- [EXTRACTED INFORMATION]:
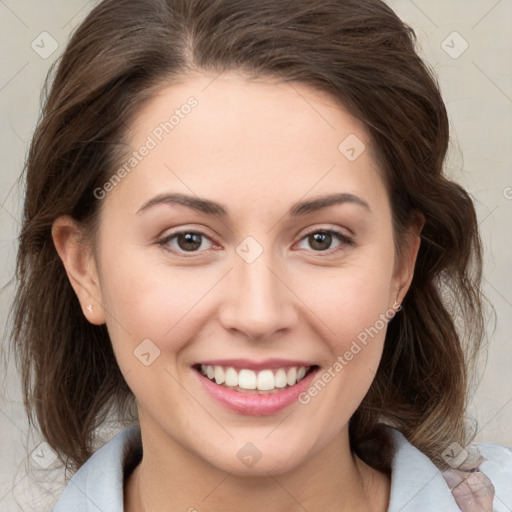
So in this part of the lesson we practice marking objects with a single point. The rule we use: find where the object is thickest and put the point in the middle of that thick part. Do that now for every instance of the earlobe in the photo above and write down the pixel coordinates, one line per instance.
(80, 267)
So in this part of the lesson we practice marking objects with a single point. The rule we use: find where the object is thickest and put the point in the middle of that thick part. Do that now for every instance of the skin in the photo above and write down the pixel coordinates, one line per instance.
(257, 147)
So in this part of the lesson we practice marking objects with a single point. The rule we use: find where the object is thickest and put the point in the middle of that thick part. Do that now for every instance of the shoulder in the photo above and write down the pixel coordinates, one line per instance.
(417, 485)
(99, 483)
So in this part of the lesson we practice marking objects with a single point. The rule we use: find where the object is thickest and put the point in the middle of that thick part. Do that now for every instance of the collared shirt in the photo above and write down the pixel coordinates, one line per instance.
(417, 485)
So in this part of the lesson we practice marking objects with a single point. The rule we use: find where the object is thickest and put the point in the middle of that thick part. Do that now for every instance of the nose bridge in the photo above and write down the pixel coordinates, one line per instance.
(259, 302)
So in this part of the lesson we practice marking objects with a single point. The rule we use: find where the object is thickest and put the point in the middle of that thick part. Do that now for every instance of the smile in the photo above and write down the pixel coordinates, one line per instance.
(258, 392)
(245, 380)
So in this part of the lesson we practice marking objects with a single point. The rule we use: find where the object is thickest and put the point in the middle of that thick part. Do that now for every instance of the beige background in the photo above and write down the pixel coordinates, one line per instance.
(476, 83)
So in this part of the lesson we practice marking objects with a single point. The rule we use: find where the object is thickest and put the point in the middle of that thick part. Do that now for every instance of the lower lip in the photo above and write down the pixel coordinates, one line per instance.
(256, 404)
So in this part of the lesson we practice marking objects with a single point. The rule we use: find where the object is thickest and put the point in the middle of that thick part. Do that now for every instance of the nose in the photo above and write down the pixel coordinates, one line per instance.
(260, 303)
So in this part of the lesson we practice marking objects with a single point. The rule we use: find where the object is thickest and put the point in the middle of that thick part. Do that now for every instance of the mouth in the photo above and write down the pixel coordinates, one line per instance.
(247, 380)
(256, 391)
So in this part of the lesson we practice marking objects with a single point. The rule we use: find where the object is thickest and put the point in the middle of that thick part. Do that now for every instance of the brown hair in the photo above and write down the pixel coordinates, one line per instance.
(359, 52)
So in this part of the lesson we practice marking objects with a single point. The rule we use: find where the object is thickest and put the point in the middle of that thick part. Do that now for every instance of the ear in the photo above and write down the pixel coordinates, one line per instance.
(80, 265)
(404, 272)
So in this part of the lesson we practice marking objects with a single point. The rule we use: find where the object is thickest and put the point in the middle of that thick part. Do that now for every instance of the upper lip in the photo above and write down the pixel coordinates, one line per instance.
(256, 365)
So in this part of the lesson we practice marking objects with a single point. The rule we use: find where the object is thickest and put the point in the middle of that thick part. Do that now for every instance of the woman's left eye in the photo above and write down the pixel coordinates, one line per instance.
(321, 238)
(191, 241)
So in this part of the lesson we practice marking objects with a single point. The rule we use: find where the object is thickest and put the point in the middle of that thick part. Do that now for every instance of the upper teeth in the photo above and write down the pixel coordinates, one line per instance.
(264, 380)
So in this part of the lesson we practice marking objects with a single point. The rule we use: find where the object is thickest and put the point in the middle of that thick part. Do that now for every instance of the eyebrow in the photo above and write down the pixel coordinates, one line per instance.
(210, 207)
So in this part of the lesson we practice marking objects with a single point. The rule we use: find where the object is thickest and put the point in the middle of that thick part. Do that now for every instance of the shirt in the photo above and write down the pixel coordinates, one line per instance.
(417, 485)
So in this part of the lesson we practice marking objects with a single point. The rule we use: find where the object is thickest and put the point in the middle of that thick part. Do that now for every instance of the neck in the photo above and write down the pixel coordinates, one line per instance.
(330, 480)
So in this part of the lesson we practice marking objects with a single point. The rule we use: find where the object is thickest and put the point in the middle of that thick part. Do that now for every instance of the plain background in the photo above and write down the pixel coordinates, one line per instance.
(469, 45)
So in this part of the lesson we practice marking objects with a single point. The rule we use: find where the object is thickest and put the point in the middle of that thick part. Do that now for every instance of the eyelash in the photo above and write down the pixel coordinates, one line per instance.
(344, 239)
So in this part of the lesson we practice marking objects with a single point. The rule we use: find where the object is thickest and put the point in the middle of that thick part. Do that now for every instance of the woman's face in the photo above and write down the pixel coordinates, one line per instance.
(256, 283)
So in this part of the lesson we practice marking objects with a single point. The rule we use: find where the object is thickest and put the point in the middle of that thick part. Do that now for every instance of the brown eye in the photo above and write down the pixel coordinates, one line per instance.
(321, 240)
(185, 241)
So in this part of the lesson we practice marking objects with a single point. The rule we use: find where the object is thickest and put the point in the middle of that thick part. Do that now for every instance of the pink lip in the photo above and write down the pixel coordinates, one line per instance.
(256, 404)
(269, 364)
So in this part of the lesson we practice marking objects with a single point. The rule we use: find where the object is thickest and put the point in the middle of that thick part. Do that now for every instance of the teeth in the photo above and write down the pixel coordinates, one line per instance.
(264, 380)
(291, 377)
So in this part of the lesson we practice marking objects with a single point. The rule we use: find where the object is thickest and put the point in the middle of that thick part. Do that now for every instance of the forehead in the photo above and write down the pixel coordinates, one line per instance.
(248, 139)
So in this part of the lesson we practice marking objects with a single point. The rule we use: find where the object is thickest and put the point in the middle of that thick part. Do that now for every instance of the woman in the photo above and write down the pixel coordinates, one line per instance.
(236, 215)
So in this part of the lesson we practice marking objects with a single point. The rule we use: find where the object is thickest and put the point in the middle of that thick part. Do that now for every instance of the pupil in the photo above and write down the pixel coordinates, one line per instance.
(321, 238)
(192, 241)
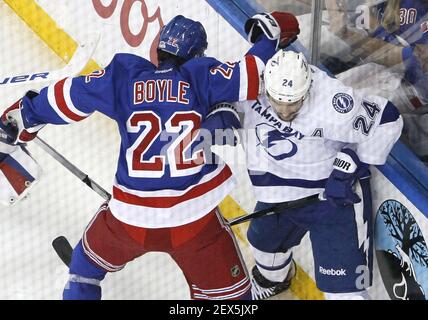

- [TRY IT]: Every entry above should be given again exactly, with no images included.

- [THE ANSWER]:
So in this part of the lesson we practice marking objects with a single point. The rule we use: find where the object is thickest and put the point in the middle of that thick part. Do that now for every instance of the earlobe in the photo above and write down the pixel coordinates, one line per instance.
(80, 267)
So in this part of the lesson we practice marking objects with a single point. The rule we use: find where the object is thickest and put the point in the middle of that thick part. Do that now for every instance of the skin in the photo above and write down the pixel coordinates, one line per instance.
(257, 147)
So in this part of the lesson we practice marking objects with a single point. The rule we use: find where the object is thickest and put the point in the middle of that thick part. Do that now for every instance of the shoulder in the photo above and write down the pixel coordinates, one line per instance.
(417, 485)
(99, 483)
So in this part of the lesson we practice marking objects with a single point. The rule we use: find where the object is thickest and put the point in the middle of that thick part. Do that now for every instance of the collared shirt in the photo above and write down the pixel coordinates, one line per instance.
(417, 485)
So in this part of the lesson we practice marking objects with a single point. The rule we use: find where the object is thickest and put the point in the middle of that thick part. Do that now for every instance of the nose bridge in the photo above and write down the pixel coordinates, one line per instance.
(259, 302)
So in this part of the lesson we practice marking objects with a single point. The rule we use: find where the object is thickest and put the point in the middle of that thick part. Do that now for every instance of the smile in the photo above and write down the pixel coordinates, one line per instance.
(258, 392)
(245, 380)
So in this part of the lesson we practice marking objects with a single point. The rule we use: find where the object is thickest and put the point in the middle of that thick part. Do that now for every instance of the beige background in the photo above and write down the pixel coordinates, one line per instance.
(476, 83)
So in this part of the lesson we practice marking objects with a single point. The rule we use: find where the object is thickest and put the point in the middle of that thick part. Do that now for every instance of the lower lip in the photo above and write down the pixel coordinates, one line per instance.
(256, 404)
So in this part of the lesson we practice marking objects with a single point. The rule we use: find where the object is thickest and put the point in the middle of that thick part. Do that now for every instance of the nose in the photo above and write down the pixel coordinates, one line per instance.
(260, 303)
So in this part of the lesson we practice marking objects with a single point. The rule we use: find where the object is thickest and put the point in the middle of that thick part. Do that now for every instance of the mouth in the photo above and write down the pixel coordinates, one line per instance.
(247, 380)
(256, 391)
So in this part of the lesson we practice marking objects with a single point. The rule we use: find where the object is thickest and put the point in the middle of that thick part. Do that now for every instance of the brown hair in the photo above and write down the pixel coordinates, one line per instance.
(359, 52)
So in this part of the lesson we practice marking objects with a single point. The rule we use: find where the object is thickest and put the point in the middle of that thick part. Do that now for every instance of the ear in the photo above and write down the pixel coordinates, one line per instance.
(80, 265)
(404, 272)
So in this part of the lesson we practice marking objects with a single point. The rule we use: find where the object is thickest and put the point in the middle of that thick part. Do that now for every instance of the upper lip in the photo above and write down the pixel coordinates, one line per instance.
(256, 365)
So in this part of the lesson we practice marking objects with a single point. The rule we use: find where the object is thickest and put the point in the middle of that thick part. Do that now for every instance of the woman's left eye in the photo above and write down the pixel coordinates, one line per instance.
(321, 238)
(191, 241)
So in this part of the lesson we practice marking objects with a single point. The rule we use: find where the object is thickest and put the point in the middle of that thick part. Do that now for every instance of the upper teeth in the photo above and write down the pixel coordinates, one line per instance.
(264, 380)
So in this part of the lesson we practice marking objects with a single point. The rule we use: find where the object is thickest and put the point in the middle of that thick part. Do that now for every instance of the eyebrow in the photo above and write down the pixel coordinates, one line per instance.
(210, 207)
So in this part of the lesson we practice marking objects with a single point. The rule we use: find where the object is thickest and put the point in the middle of that thick part. Do that now for every instance of the shirt in the photo above and write down the pixel coordinates, one line per instance.
(417, 485)
So in this part of the lesson we practice marking objects with a single point. The rule we use: find where the object is thickest and put the point in the middle of that thick part. Do that now for every instance of the neck in the photo above and write down the pixel coordinates, one line per instance.
(330, 480)
So in this part of the lesson we practice marking objects with a single point. The rule we use: find where the object is thickest and put the point in the middle of that thick part. Do that now for every instance of the plain background in the photo above and write down the pixel coordinates, one line per instance.
(469, 45)
So in this part of the lesson we practice marking objects with a single point. The rule we use: find where the object is thickest and put the point in the middle of that thick part. Do that now for every instance of the eyelash in the photo above and write down the pixel coordinates, one line per instance.
(344, 239)
So in this part of the lesson we practice marking objects with a single point. The rule we use: find where the object is thickest and put the point in the middle of that thick part. Do that now for every instance of the woman's face in the photo above and write down the pixel coordinates, one line per instance.
(256, 283)
So in this part of the lesson we practice marking objects with a single point. The rule we use: find where the object is thickest and put the point in the middle of that thick part. Do that now for every instance of the brown eye in the photo above and write down the pixel coordinates, one line per instance.
(321, 240)
(185, 241)
So in this part of the lesson we practice marking objects with a single point. The rule we use: find where the object is thickest and put the point in the middle of that thick part. Do that now for every instance of the pink lip in the photo above and write down the pixel coordinates, one line per instance.
(256, 404)
(269, 364)
So in this part of the lesson we practice marking objects with a single point. The rule we use: find where the object is thickest and put the point in the middle of that thick part. Do that now for every instance of the teeth in the photo above and write down the pixel coordinates, one line per instance.
(264, 380)
(291, 377)
So in this part of the lesson we practice marking objects with a single point. The rule we use: find where the object is thickest and put the point in the middle of that thick part. Do that now for every instance of the forehead in the photo above and write down the pixel coordinates, one line per instance.
(248, 139)
So in this part of the lesson we practice marking objects with a single point. The rule we use: find where the object is thickest and put the point in the middle of that thick part. Do that now for every instance of the woman in the photo above and write down the pixel coordinates, one line per instance.
(236, 215)
So in this part of the lesson we practice marking objects with a single point. The rule we use: find where the object is thickest and put the point in the middle of that thick part. Do that now for every instance of the pupil in the photo above and write down the pixel coordinates, one line per instance.
(321, 238)
(192, 241)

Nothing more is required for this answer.